- **Work request**: Every record shown here needs to be repeated exactly.

★ ★ ★

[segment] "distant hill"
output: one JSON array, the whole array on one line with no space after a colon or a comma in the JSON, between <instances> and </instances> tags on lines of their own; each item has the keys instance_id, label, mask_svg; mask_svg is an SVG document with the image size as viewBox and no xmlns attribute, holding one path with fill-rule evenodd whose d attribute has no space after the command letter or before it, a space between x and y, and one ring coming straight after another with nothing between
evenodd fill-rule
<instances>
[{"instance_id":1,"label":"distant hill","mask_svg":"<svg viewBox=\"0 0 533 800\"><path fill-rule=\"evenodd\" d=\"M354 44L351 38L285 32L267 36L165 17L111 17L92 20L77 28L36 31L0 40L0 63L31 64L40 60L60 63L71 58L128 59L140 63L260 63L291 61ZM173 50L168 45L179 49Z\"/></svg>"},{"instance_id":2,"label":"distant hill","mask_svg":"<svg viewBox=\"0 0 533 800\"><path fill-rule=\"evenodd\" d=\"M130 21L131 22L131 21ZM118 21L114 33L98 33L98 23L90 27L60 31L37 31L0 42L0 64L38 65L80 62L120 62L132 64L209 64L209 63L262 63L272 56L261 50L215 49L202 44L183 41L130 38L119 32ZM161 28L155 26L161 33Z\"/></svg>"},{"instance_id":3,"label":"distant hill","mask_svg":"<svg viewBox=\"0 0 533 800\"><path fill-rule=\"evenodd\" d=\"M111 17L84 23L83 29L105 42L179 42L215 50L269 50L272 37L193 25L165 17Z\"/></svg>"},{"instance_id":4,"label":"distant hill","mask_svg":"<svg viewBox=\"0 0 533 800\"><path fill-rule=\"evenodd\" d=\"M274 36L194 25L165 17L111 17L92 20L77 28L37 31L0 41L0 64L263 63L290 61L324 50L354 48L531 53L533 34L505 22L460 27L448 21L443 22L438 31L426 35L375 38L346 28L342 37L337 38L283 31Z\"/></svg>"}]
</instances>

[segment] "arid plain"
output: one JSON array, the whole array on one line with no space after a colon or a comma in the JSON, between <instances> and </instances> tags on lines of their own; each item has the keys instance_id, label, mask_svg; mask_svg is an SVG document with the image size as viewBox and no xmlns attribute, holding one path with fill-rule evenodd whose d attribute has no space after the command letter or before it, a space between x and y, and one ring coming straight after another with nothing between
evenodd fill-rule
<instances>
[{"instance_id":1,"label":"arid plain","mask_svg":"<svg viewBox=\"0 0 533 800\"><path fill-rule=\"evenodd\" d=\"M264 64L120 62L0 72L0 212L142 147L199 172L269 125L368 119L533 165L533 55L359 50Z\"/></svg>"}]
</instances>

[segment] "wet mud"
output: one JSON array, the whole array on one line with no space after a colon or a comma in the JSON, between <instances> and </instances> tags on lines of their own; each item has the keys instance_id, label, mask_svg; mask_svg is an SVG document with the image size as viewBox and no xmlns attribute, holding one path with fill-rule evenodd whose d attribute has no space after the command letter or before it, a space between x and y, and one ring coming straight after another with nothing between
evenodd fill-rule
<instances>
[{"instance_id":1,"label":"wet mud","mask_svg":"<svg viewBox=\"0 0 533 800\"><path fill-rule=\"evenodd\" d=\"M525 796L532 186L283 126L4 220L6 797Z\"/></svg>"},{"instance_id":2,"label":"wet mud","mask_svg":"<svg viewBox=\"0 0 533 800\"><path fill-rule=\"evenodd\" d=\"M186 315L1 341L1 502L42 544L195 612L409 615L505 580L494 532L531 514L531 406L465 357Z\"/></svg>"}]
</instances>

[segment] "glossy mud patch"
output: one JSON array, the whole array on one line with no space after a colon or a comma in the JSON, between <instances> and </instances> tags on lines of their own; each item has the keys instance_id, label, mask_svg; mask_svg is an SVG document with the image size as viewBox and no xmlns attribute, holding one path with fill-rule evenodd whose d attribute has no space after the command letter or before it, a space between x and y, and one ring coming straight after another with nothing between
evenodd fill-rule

★ ★ ★

- **Solved exercise**:
[segment] "distant hill"
output: one JSON array, the whole array on one line with no space after a colon or a comma in the JSON, between <instances> and </instances> tags on lines of their own; each item has the keys instance_id, label, mask_svg; mask_svg is an SVG document with the image size as viewBox and no xmlns attribute, holding one path with fill-rule evenodd whose d attribute has no space after the command letter or before it, a space between x and y, and one ring coming straight after another with nothing between
evenodd fill-rule
<instances>
[{"instance_id":1,"label":"distant hill","mask_svg":"<svg viewBox=\"0 0 533 800\"><path fill-rule=\"evenodd\" d=\"M354 44L351 38L285 32L267 36L165 17L111 17L92 20L77 28L36 31L0 40L0 63L31 64L40 60L60 63L71 58L128 59L140 63L260 63L291 61ZM173 50L168 45L179 49Z\"/></svg>"},{"instance_id":2,"label":"distant hill","mask_svg":"<svg viewBox=\"0 0 533 800\"><path fill-rule=\"evenodd\" d=\"M130 21L131 22L131 21ZM118 21L114 33L98 33L98 23L90 27L60 31L37 31L0 42L0 64L38 65L80 62L120 62L132 64L209 64L209 63L262 63L272 56L261 50L215 49L202 44L183 41L130 38L119 32ZM161 28L155 26L161 33Z\"/></svg>"},{"instance_id":3,"label":"distant hill","mask_svg":"<svg viewBox=\"0 0 533 800\"><path fill-rule=\"evenodd\" d=\"M111 17L84 23L83 29L105 42L179 42L215 50L269 50L272 37L193 25L165 17Z\"/></svg>"},{"instance_id":4,"label":"distant hill","mask_svg":"<svg viewBox=\"0 0 533 800\"><path fill-rule=\"evenodd\" d=\"M274 36L194 25L165 17L111 17L92 20L77 28L37 31L0 41L0 64L263 63L290 61L324 50L354 48L531 53L533 34L505 22L460 27L448 21L443 22L438 31L426 35L375 38L346 28L342 37L337 38L283 31Z\"/></svg>"}]
</instances>

[segment] "arid plain"
output: one JSON array, the whole array on one line with no space after a colon or a comma in the JSON, between <instances> and </instances> tags on lines of their own; each item has the keys instance_id, label, mask_svg; mask_svg is an SVG document with the image size as viewBox and no xmlns attribute, holding one path with fill-rule evenodd whose d attribute has no space after the command letter or before it, a space between x and y, and one ring coming straight after another with nothing between
evenodd fill-rule
<instances>
[{"instance_id":1,"label":"arid plain","mask_svg":"<svg viewBox=\"0 0 533 800\"><path fill-rule=\"evenodd\" d=\"M264 64L120 62L0 72L0 212L142 147L199 172L269 125L368 119L533 165L533 55L359 50Z\"/></svg>"}]
</instances>

[segment] "wet mud"
output: one JSON array, the whole array on one line with no space after a colon or a comma in the JSON, between <instances> and </instances> tags on lines of their own; each item has the keys instance_id, label, mask_svg; mask_svg is an SVG document with the image size as viewBox and no xmlns attribute, holding one path with fill-rule evenodd whose d attribute has no space after the command letter or before it, a space between x and y, and one ring coming straight after another with nothing between
evenodd fill-rule
<instances>
[{"instance_id":1,"label":"wet mud","mask_svg":"<svg viewBox=\"0 0 533 800\"><path fill-rule=\"evenodd\" d=\"M525 796L532 186L283 126L4 220L6 797Z\"/></svg>"},{"instance_id":2,"label":"wet mud","mask_svg":"<svg viewBox=\"0 0 533 800\"><path fill-rule=\"evenodd\" d=\"M186 315L1 341L1 502L42 544L195 612L409 615L505 580L494 532L531 514L531 406L465 357Z\"/></svg>"}]
</instances>

[segment] "glossy mud patch"
output: one JSON array, the whole array on one line with no space after a colon or a comma in the JSON, between <instances> and </instances> tags on lines of their own; each item has the keys instance_id, label, mask_svg; mask_svg is an SVG document with the image size as viewBox and no xmlns attribute, holding one path with fill-rule evenodd whose d attribute has no space after the command letter or before it, a space between x and y, and one ring coming straight after another with nothing between
evenodd fill-rule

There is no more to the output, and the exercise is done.